Saved data entries:
........

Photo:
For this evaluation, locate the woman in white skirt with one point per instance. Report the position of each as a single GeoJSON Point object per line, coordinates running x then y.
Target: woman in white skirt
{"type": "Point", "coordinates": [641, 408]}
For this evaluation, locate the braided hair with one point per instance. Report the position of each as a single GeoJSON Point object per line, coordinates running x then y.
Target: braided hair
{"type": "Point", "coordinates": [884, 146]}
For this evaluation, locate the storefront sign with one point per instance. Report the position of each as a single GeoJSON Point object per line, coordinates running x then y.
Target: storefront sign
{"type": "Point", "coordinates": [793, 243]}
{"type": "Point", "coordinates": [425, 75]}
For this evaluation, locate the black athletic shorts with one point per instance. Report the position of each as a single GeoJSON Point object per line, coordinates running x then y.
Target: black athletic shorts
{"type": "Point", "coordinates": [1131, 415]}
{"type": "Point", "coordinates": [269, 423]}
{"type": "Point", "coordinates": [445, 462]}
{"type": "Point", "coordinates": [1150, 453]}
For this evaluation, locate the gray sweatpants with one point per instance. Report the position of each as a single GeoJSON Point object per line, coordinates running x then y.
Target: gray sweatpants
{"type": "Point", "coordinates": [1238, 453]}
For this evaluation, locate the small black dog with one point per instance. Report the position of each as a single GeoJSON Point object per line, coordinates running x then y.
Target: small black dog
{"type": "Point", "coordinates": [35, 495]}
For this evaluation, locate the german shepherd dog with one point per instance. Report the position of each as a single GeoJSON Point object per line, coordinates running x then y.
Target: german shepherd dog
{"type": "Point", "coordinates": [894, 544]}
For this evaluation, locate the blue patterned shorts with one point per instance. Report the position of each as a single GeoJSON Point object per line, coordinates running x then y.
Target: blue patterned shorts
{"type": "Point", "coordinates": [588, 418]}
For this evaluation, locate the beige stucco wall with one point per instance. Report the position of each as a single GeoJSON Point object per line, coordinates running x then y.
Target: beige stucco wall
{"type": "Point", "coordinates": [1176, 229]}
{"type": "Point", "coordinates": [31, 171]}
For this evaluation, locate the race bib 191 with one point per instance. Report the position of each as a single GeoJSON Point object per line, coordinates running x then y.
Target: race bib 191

........

• STATED TASK: Rewrite the items above, substituting "review" for each "evaluation" and leaving everything else unchanged.

• ANSWER TO THIS EXERCISE:
Photo:
For this review, locate the woman in white skirt with one point per instance. Report the position of each as a single GeoJSON Point object per line, coordinates running x then y.
Target: woman in white skirt
{"type": "Point", "coordinates": [641, 408]}
For this review, locate the braided hair with one point per instance. Report the position of each as a single GeoJSON Point object per line, coordinates running x then y.
Target: braided hair
{"type": "Point", "coordinates": [884, 146]}
For this review, locate the storefront sign with one point per instance. Report the position of each as a single GeoJSON Point object per line, coordinates running x then y.
Target: storefront sign
{"type": "Point", "coordinates": [793, 243]}
{"type": "Point", "coordinates": [425, 75]}
For this review, locate the black athletic shorts with one point per instance. Report the position of each as a single GeoJSON Point object per line, coordinates running x then y.
Target: black athletic shorts
{"type": "Point", "coordinates": [1131, 415]}
{"type": "Point", "coordinates": [269, 423]}
{"type": "Point", "coordinates": [445, 462]}
{"type": "Point", "coordinates": [1150, 453]}
For this review, locate the gray sweatpants with one point per instance. Report the position of each as a single GeoJSON Point object per line, coordinates running x then y.
Target: gray sweatpants
{"type": "Point", "coordinates": [1238, 453]}
For this review, locate the small black dog with one point per instance. Report the position of each as a single GeoJSON Point object per line, coordinates running x then y.
Target: small black dog
{"type": "Point", "coordinates": [35, 495]}
For this review, locate the german shepherd dog with one point per instance. Report the position of each as a single GeoJSON Point object per line, coordinates running x then y.
Target: german shepherd dog
{"type": "Point", "coordinates": [894, 544]}
For this review, locate the blue patterned shorts with one point per instance. Report the position of each as a single GeoJSON Point object per line, coordinates running x then y.
Target: blue patterned shorts
{"type": "Point", "coordinates": [588, 418]}
For this review, locate the beige stucco wall with one point per instance. Report the position of each as a single GeoJSON Point object per line, coordinates running x then y.
Target: beige stucco wall
{"type": "Point", "coordinates": [1176, 229]}
{"type": "Point", "coordinates": [31, 171]}
For this review, locate the race bib 191 with one point per instance. Report the position of each as a single GeoJSON Point object per line, coordinates running x then y.
Target: race bib 191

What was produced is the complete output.